• _Dataset excerpts_
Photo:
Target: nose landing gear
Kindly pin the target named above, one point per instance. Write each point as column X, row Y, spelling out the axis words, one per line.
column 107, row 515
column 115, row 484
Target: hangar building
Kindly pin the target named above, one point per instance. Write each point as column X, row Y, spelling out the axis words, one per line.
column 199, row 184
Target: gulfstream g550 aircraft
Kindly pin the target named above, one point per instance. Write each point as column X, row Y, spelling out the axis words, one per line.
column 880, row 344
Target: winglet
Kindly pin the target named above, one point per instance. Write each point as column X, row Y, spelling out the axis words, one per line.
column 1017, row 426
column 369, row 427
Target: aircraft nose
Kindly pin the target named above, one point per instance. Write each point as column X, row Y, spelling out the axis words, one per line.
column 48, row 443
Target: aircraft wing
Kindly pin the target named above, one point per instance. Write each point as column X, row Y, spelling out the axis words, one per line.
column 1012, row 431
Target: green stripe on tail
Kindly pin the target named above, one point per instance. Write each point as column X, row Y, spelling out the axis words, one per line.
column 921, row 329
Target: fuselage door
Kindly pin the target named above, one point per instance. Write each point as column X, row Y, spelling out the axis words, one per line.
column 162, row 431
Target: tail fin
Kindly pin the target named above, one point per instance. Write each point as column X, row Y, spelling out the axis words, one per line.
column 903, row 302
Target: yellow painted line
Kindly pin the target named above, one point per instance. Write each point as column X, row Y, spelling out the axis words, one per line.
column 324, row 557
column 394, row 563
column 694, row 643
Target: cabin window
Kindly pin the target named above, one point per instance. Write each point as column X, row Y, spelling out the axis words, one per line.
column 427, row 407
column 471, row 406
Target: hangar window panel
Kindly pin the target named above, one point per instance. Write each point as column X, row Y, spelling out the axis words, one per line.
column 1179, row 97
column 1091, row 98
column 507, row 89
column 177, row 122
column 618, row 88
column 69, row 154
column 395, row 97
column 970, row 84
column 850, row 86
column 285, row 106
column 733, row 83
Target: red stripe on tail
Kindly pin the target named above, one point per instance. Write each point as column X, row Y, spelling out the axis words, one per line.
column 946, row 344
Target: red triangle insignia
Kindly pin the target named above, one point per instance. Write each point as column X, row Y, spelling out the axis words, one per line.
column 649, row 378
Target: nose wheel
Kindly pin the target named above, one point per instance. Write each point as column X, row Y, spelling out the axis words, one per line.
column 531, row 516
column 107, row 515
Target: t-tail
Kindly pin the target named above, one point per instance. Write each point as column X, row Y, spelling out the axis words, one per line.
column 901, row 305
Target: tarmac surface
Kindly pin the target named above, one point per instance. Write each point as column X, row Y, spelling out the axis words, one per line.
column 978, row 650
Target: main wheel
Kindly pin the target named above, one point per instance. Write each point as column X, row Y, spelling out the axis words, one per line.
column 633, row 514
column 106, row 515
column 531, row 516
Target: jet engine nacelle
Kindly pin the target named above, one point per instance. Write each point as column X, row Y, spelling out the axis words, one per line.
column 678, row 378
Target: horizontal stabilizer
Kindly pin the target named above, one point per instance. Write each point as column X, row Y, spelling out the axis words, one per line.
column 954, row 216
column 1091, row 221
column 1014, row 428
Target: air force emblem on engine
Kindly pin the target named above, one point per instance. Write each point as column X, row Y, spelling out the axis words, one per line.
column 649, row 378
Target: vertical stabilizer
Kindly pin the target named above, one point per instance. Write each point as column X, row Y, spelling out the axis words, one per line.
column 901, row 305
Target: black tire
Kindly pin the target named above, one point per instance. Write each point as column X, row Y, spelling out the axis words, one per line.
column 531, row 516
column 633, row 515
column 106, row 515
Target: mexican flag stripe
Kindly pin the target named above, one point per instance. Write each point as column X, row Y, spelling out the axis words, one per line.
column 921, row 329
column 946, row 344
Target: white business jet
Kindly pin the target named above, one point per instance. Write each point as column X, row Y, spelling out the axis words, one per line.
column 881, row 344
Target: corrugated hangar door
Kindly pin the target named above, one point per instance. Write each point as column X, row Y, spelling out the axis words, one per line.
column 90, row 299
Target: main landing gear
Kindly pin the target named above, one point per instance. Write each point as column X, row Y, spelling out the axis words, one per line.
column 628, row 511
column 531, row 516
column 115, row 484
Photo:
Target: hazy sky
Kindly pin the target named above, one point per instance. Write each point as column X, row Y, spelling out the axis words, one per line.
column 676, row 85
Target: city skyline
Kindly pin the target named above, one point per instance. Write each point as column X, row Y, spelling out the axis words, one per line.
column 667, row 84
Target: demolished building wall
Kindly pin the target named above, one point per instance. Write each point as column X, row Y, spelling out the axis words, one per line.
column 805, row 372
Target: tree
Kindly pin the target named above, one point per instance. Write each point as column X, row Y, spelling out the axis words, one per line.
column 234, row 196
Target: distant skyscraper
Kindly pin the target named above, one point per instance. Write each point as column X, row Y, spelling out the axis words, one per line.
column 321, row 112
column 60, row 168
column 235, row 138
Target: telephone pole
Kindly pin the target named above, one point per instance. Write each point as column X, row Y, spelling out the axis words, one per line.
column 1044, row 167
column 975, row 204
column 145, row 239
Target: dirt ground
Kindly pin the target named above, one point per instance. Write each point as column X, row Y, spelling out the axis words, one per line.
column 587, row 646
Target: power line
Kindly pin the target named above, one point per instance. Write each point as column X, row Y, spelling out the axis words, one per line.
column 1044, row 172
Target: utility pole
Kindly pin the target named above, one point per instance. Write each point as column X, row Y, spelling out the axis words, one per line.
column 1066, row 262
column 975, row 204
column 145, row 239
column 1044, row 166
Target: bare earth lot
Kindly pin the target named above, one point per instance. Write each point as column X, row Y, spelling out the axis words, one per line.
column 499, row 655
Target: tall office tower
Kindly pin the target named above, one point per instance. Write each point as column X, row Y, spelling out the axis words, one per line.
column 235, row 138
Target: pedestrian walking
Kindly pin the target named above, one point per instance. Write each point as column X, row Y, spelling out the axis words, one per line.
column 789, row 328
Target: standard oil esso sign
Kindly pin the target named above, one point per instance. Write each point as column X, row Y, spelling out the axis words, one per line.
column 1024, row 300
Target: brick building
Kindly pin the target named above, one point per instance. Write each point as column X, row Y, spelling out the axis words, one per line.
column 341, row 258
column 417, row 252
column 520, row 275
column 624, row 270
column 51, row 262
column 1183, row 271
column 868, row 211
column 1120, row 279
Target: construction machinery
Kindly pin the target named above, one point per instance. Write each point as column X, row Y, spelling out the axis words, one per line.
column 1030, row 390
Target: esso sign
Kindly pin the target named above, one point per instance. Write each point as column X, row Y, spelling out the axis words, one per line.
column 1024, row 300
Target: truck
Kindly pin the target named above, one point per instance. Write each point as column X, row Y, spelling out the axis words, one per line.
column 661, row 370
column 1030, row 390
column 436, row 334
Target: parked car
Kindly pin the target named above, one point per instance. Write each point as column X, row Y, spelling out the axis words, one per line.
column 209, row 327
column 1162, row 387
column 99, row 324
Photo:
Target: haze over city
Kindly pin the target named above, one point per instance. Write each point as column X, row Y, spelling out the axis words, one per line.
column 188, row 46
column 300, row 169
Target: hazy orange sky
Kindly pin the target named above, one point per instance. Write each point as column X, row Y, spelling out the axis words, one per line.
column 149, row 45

• _What to work on_
Rewrite the lines from the line with "Target: jet engine nacelle" to the line with "column 678, row 378" as a Markdown table with columns No. and Line, giving each line a row number and leaving out blank lines.

• _Result of this exercise_
| No. | Line |
|---|---|
| 1 | Target: jet engine nacelle |
| 2 | Kindly pin the target named above, one point per instance. Write each point as column X, row Y, spelling out the axis words, one per line. |
| 3 | column 678, row 378 |